Provided entries:
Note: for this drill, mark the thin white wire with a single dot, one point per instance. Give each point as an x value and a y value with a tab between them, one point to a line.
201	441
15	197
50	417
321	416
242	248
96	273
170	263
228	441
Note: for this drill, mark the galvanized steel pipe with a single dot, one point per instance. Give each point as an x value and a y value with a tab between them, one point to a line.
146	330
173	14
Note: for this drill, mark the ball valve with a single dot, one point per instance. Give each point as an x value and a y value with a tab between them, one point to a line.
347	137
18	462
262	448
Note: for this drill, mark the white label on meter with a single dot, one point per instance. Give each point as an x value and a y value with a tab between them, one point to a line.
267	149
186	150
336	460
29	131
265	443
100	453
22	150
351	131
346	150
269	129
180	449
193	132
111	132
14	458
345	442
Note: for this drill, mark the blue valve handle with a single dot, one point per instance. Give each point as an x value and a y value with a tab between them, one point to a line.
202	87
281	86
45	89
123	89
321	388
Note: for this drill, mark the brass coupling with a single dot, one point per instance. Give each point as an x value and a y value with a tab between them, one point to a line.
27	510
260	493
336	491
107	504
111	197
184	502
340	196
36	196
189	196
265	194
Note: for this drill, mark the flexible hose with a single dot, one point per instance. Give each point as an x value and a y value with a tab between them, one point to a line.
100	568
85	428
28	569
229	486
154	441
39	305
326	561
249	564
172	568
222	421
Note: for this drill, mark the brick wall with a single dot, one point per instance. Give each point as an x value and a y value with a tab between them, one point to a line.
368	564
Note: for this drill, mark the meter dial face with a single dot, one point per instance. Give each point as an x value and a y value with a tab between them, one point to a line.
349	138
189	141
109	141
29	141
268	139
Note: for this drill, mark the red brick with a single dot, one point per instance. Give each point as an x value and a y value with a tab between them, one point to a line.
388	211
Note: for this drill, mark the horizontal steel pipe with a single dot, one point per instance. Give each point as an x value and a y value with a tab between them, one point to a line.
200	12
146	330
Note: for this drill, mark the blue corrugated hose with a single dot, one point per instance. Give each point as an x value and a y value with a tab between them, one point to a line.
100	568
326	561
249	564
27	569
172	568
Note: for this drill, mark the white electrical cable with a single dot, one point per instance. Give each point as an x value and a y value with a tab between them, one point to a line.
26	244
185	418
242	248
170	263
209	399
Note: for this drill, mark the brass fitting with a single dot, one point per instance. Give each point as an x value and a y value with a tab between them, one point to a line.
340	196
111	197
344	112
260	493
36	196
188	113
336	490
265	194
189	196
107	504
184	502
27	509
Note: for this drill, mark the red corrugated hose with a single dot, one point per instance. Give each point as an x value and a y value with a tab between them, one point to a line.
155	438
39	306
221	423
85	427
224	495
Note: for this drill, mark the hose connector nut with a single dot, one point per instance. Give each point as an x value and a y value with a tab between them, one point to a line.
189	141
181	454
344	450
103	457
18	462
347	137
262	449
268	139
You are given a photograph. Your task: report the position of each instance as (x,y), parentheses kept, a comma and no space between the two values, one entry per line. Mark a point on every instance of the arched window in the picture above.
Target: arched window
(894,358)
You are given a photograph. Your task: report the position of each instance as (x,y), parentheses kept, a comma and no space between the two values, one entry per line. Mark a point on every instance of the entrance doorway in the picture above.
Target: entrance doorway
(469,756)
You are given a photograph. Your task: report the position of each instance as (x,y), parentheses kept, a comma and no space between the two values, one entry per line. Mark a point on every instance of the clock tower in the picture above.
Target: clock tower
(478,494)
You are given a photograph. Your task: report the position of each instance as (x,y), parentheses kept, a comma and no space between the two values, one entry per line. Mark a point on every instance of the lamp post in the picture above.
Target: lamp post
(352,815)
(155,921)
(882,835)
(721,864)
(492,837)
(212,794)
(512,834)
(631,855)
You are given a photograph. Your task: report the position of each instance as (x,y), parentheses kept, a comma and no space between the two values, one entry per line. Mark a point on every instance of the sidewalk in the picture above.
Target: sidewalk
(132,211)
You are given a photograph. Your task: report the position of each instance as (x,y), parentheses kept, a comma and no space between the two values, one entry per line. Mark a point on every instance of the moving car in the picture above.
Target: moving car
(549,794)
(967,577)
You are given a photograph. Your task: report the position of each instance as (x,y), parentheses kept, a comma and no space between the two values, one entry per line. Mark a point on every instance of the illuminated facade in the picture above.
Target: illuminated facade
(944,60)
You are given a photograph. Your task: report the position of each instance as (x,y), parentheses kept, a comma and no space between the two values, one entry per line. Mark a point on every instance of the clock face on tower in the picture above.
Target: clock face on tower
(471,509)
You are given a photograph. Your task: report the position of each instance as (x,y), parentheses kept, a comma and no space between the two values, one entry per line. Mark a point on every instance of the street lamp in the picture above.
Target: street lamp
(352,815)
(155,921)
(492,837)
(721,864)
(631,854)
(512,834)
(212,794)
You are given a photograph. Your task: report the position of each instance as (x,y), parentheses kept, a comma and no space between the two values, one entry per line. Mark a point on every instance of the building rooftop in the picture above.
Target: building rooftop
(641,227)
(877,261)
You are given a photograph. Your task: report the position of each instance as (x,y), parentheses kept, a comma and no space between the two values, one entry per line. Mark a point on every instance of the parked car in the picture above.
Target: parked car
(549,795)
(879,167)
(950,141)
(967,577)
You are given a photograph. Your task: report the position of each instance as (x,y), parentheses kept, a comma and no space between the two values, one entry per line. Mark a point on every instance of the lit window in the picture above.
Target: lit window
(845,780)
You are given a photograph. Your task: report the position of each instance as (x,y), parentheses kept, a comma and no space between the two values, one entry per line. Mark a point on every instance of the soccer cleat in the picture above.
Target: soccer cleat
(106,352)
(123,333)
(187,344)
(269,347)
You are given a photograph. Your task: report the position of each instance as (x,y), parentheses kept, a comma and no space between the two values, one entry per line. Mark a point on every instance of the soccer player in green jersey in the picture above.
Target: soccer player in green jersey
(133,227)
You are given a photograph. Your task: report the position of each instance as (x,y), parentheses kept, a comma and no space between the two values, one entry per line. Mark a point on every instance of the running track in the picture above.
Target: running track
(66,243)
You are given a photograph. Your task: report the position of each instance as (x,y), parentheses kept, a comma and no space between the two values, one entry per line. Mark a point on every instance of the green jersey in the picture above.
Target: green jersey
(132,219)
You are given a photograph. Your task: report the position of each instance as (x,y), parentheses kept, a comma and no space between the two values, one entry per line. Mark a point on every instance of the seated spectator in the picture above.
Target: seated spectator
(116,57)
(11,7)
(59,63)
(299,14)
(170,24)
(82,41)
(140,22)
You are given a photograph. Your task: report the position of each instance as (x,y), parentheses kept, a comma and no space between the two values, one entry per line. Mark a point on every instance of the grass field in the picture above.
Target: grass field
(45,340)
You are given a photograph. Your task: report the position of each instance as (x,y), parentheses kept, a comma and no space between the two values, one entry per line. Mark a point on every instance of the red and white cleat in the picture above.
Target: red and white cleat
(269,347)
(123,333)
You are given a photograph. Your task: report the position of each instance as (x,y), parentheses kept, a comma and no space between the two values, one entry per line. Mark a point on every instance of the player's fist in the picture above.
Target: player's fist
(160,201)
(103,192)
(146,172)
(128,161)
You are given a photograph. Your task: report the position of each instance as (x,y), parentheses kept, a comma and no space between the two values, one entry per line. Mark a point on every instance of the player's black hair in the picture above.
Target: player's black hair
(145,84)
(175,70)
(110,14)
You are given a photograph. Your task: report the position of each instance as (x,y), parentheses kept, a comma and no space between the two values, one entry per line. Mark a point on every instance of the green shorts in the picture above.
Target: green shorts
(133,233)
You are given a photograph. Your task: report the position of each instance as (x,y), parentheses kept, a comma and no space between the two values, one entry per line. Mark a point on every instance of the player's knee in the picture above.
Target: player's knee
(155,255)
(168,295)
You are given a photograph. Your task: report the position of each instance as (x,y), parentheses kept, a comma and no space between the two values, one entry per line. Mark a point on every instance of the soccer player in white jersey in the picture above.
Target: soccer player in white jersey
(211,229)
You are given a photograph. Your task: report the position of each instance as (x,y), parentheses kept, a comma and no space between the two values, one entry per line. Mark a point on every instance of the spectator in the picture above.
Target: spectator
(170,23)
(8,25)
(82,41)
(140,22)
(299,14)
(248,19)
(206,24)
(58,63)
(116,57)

What you should do: What do the lines above say from the one containing "Target: clock tower" down to the one containing "post in the picture above."? Return them exactly, both end lines included, and only them.

Answer to the problem:
Target: clock tower
(478,494)
You are given a photograph. Your task: report the position of each instance as (x,y), parentheses kept, a comma and no space between the two values, one entry per line. Mark a point on every instance of the lamp post in the picture above.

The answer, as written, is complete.